### GOAL OF THE EXERCISE
Condense the paragraph in the workers' compensation text that begins "What is the acceptable time frame for reporting?" into a short list that keeps its main facts.

### GIVEN PASSAGE
......

If you are injured on the job or exposed to toxins via your employment, you have certain responsibilities in order to be eligible for Workers’ Compensation. Some of those include the following:

— Reporting the exposure or injury to their employer.

— The worker must provide the place and date of the alleged incident or exposure. This can be done verbally or in writing.

— What is the acceptable time frame for reporting? The state of Illinois requires reporting “as soon as practicable,” but not more than 45 days after an exposure or accident. Delays in notification can result in delays in benefits. When a radiological exposure causes injuries, workers have 90 days in which to notify their employer. This time period begins once the worker suspects or realizes he or she received a dose of radiation that was excessive.

Occupational diseases like mesothelioma have to be reported as soon as possible after the worker becomes aware of his or her condition.

When an employer is notified of an exposure or accident, they must:

— Promptly provide necessary medical and first aid services.

— Notify their insurance company or the Workers’ Compensation administrator. They must do this even if they dispute a worker’s claim.

When an exposure or injury is so serious that the employee is unable to work for longer than three days, their employer must:

— Begin TTD payments, or;

— Give their injured employees a written explanation of any additional information they require in order to initiate payments, or;

— Give injured employees a written reason why their benefits are being denied.

......

Saved data entries
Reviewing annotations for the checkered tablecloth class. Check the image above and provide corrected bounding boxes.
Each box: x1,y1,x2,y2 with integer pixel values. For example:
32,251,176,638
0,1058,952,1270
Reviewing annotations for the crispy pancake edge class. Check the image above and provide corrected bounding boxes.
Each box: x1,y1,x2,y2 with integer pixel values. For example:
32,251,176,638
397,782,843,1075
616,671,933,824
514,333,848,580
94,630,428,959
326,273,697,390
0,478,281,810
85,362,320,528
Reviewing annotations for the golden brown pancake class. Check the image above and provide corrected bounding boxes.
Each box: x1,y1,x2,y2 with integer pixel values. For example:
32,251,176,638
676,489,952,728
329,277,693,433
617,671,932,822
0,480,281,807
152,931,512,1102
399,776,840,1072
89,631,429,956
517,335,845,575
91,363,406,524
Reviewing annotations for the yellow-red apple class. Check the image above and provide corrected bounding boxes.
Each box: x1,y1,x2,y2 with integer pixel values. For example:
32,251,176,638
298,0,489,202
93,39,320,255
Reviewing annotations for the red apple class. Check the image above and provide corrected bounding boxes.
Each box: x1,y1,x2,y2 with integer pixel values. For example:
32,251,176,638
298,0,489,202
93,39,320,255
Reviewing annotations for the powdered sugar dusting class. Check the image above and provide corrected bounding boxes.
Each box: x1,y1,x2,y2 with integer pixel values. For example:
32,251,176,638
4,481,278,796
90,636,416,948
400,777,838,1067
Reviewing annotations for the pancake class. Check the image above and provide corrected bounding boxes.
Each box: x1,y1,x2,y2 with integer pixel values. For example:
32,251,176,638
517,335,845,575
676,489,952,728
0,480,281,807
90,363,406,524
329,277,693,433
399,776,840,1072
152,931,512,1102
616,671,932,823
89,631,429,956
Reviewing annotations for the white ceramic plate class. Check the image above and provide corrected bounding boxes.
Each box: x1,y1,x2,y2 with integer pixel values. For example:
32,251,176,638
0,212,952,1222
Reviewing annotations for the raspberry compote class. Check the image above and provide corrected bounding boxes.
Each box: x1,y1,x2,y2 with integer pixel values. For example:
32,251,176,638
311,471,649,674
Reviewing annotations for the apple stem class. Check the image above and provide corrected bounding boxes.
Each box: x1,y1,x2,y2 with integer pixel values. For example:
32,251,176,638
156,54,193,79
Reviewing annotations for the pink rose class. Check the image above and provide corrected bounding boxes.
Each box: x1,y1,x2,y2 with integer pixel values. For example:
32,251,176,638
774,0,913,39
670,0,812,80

......

### RESPONSE TO THIS TASK
- Illinois requires reporting an exposure or accident "as soon as practicable," and no later than 45 days after it.
- Late notification can delay benefits.
- For injuries caused by radiological exposure, workers have 90 days to notify their employer.
- That 90-day period starts once the worker suspects or realizes they received an excessive dose of radiation.